> _GIVEN PASSAGE_:
= Beginning of Section =

10 things to love about “The Firemen’s Ball”

On Monday, January 23, 2016, a special screening of Milos Forman’s 1967 masterwork The Firemen’s Ball will be taking place at Nun’s Island Theatre (Galway, Ireland). The screening, which will kick off at 8 p.m., will mark the beginning of a new film series that will celebrate classic and contemporary international arthouse films, titled “CineCola Screenings.” It will also bring many great films back to a theatrical space, for a totally different viewing experience. (To purchase tickets for the Galway screening, click here.) To get you in the mood for The Firemen’s Ball event, here are 10 great facts about the film.



The Firemen’s Ball was one of the four films banned by the Communist authorities of Czechoslovakia at the end of 1968. The film was liberalized during Prague Spring, but immediately withdrawn from cinemas as soon as Soviet tanks invaded the country again. Forman’s film remained banned in the country until the Velvet Revolution of 1989.

= End of Section =

> _STUDY MATERIAL_:
= Beginning of Section =

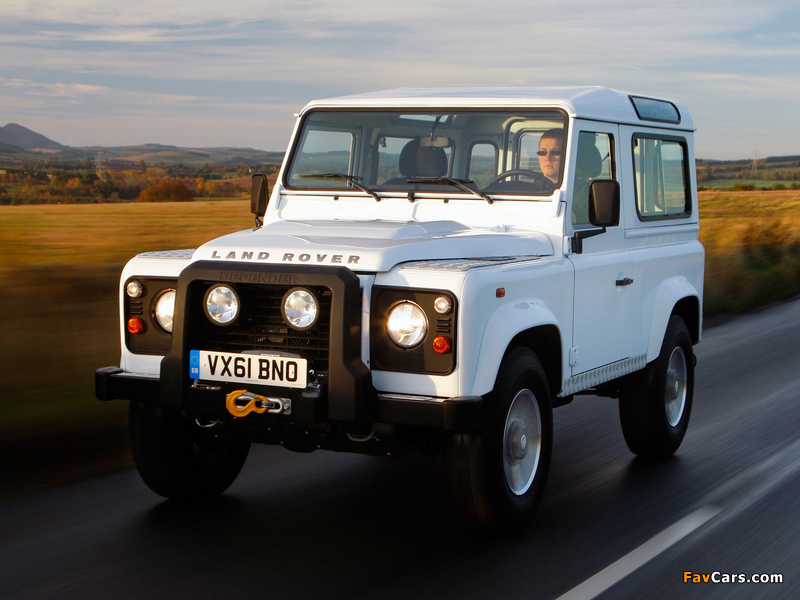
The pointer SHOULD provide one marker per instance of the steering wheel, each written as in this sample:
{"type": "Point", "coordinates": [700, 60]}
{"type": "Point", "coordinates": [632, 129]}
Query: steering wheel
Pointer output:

= End of Section =

> _WORK TO BE COMPLETED_:
List every year that the piece about The Firemen's Ball mentions, in the order they first appear.

> _EXPECTED ANSWER_:
2016, 1967, 1968, 1989